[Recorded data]
================
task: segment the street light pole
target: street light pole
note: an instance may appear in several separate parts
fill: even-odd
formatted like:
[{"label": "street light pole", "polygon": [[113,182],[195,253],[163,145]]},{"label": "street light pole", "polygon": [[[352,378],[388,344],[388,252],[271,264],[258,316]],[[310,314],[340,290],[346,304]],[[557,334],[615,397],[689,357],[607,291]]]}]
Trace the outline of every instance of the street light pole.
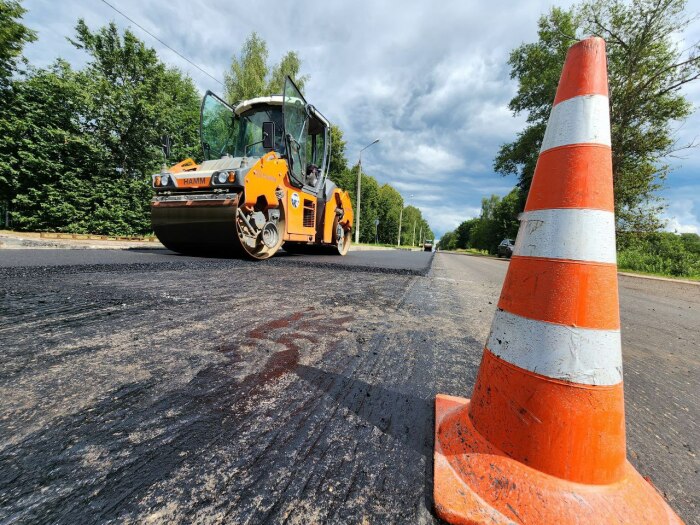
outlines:
[{"label": "street light pole", "polygon": [[413,240],[411,241],[411,246],[416,245],[416,221],[413,220]]},{"label": "street light pole", "polygon": [[362,152],[370,146],[374,146],[379,139],[367,144],[360,150],[360,159],[357,161],[357,214],[355,214],[355,243],[360,242],[360,204],[362,203]]}]

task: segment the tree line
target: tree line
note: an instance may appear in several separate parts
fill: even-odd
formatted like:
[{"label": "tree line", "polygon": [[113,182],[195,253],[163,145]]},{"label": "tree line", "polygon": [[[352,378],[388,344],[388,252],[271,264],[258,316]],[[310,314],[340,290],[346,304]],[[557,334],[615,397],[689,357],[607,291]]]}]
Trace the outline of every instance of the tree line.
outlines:
[{"label": "tree line", "polygon": [[607,45],[618,250],[641,253],[637,248],[644,246],[653,257],[670,260],[675,253],[679,259],[697,260],[695,243],[686,239],[693,234],[682,239],[660,233],[665,203],[659,190],[670,173],[666,159],[696,146],[679,142],[676,133],[693,112],[681,88],[700,78],[700,45],[679,45],[695,19],[685,8],[685,0],[596,0],[554,7],[540,17],[538,40],[518,46],[508,61],[511,78],[518,82],[509,108],[527,115],[526,126],[494,159],[494,171],[516,175],[517,185],[503,199],[484,199],[480,216],[443,235],[441,247],[494,253],[502,239],[514,238],[567,50],[595,35]]},{"label": "tree line", "polygon": [[476,249],[495,254],[503,239],[515,239],[518,214],[523,207],[523,192],[514,188],[501,198],[491,195],[481,199],[479,217],[463,221],[454,231],[440,238],[440,249]]},{"label": "tree line", "polygon": [[[25,13],[20,2],[0,0],[0,221],[17,230],[151,233],[150,176],[165,160],[160,137],[171,138],[171,158],[202,160],[194,82],[114,22],[91,29],[77,21],[70,42],[87,55],[81,69],[60,58],[35,67],[23,56],[36,40]],[[308,77],[300,70],[293,51],[270,66],[265,41],[253,33],[232,58],[224,95],[235,104],[279,94],[287,75],[303,89]],[[348,167],[342,131],[332,133],[330,176],[354,204],[357,169]],[[394,188],[364,174],[362,182],[361,241],[375,241],[379,218],[379,242],[396,243],[397,209],[406,216],[402,244],[410,244],[414,223],[432,236],[420,210],[404,208]]]}]

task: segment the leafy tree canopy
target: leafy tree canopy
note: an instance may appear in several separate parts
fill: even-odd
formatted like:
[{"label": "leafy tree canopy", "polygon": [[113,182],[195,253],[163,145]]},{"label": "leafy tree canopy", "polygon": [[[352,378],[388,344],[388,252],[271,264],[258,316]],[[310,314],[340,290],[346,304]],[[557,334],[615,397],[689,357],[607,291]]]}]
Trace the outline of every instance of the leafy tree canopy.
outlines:
[{"label": "leafy tree canopy", "polygon": [[176,155],[199,155],[199,94],[189,77],[114,23],[93,32],[79,20],[76,33],[74,45],[90,56],[81,71],[91,100],[86,131],[108,149],[110,168],[126,175],[157,169],[164,134]]},{"label": "leafy tree canopy", "polygon": [[601,36],[608,53],[618,229],[657,229],[663,208],[657,192],[669,171],[664,159],[689,146],[674,136],[674,125],[692,112],[680,89],[700,77],[699,45],[678,44],[691,21],[685,5],[685,0],[598,0],[553,8],[541,17],[538,41],[510,55],[518,92],[509,107],[515,114],[527,112],[527,126],[501,147],[496,171],[517,175],[519,186],[529,190],[566,51],[587,35]]},{"label": "leafy tree canopy", "polygon": [[0,0],[0,89],[8,87],[25,44],[36,40],[36,33],[21,22],[26,12],[19,2]]},{"label": "leafy tree canopy", "polygon": [[455,231],[447,232],[440,239],[440,246],[444,250],[476,248],[496,253],[503,239],[515,239],[521,206],[522,192],[518,188],[502,199],[498,195],[484,197],[479,217],[466,220]]},{"label": "leafy tree canopy", "polygon": [[231,59],[229,71],[225,74],[226,99],[235,104],[265,95],[280,95],[284,80],[289,76],[303,92],[308,80],[300,75],[301,60],[294,51],[282,57],[279,64],[268,64],[267,43],[253,32],[243,43],[238,56]]},{"label": "leafy tree canopy", "polygon": [[403,197],[396,189],[383,184],[379,188],[379,210],[377,227],[379,242],[382,244],[395,244],[398,242],[399,219],[402,219],[404,207]]},{"label": "leafy tree canopy", "polygon": [[[343,130],[331,124],[331,160],[328,167],[328,176],[333,182],[345,188],[341,184],[343,172],[348,168],[348,159],[345,156],[345,140],[343,140]],[[343,181],[344,182],[344,181]]]},{"label": "leafy tree canopy", "polygon": [[198,155],[199,95],[189,77],[115,24],[92,31],[80,20],[73,43],[89,55],[84,69],[59,60],[14,83],[14,225],[148,233],[159,137],[171,135],[180,158]]},{"label": "leafy tree canopy", "polygon": [[22,24],[26,10],[19,2],[0,0],[0,212],[12,197],[11,188],[19,176],[17,171],[16,140],[22,123],[17,118],[12,78],[22,60],[24,46],[36,39],[36,33]]}]

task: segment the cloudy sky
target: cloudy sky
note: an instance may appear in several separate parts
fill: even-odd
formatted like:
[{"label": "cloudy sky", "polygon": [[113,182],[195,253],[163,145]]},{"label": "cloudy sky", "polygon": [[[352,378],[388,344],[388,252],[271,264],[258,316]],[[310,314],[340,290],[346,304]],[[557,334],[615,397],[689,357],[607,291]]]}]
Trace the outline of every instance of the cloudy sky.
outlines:
[{"label": "cloudy sky", "polygon": [[[256,31],[271,61],[288,50],[310,75],[306,98],[348,141],[348,158],[363,154],[366,173],[389,182],[418,206],[439,236],[477,216],[481,198],[505,195],[515,177],[493,172],[499,146],[522,129],[507,108],[516,90],[508,53],[536,39],[537,18],[570,0],[352,2],[271,0],[109,0],[130,18],[221,79],[233,53]],[[26,55],[35,65],[62,57],[85,61],[66,37],[78,17],[91,27],[113,20],[132,26],[101,0],[24,0],[27,25],[39,34]],[[264,6],[264,7],[263,7]],[[700,12],[700,0],[688,9]],[[134,32],[167,63],[190,74],[204,91],[214,80],[138,27]],[[686,34],[700,39],[700,22]],[[700,108],[700,82],[685,91]],[[700,113],[677,126],[681,142],[700,137]],[[668,228],[700,233],[700,149],[670,159],[663,195]]]}]

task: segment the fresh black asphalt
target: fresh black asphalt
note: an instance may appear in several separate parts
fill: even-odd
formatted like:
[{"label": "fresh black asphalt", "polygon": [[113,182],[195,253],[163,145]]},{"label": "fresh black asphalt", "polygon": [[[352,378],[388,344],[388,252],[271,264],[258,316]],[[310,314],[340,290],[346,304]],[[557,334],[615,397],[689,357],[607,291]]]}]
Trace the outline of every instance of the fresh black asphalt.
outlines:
================
• _What you need to do_
Leaving out every picture, repeat exactly the lines of the records from the start through the line that has "Trace the outline of every instance of the tree".

• _Task answer_
task: segment the street light pole
target: street light pole
note: an instance may appear in several separate parts
fill: even-odd
formatted like:
[{"label": "street light pole", "polygon": [[113,182],[195,253],[163,145]]},{"label": "street light pole", "polygon": [[[352,378],[388,344],[388,252],[271,264],[258,316]],[[310,314],[340,290],[346,304]],[[557,334],[615,397],[689,357],[607,291]]]}]
Trace the outline of every instance of the street light pole.
outlines:
[{"label": "street light pole", "polygon": [[413,240],[411,241],[411,246],[416,245],[416,221],[413,220]]},{"label": "street light pole", "polygon": [[362,152],[370,146],[374,146],[379,139],[367,144],[360,150],[360,159],[357,161],[357,214],[355,214],[355,243],[360,242],[360,204],[362,203]]}]

task: segment the tree line
target: tree line
note: an instance may appear in several separate parts
fill: even-odd
formatted like:
[{"label": "tree line", "polygon": [[113,182],[195,253],[163,145]]},{"label": "tree line", "polygon": [[[352,378],[388,344],[388,252],[271,264],[258,316]],[[310,314],[340,290],[346,304]],[[557,334],[615,397],[689,357],[607,291]]]}]
Trace the outline of every instance of the tree line.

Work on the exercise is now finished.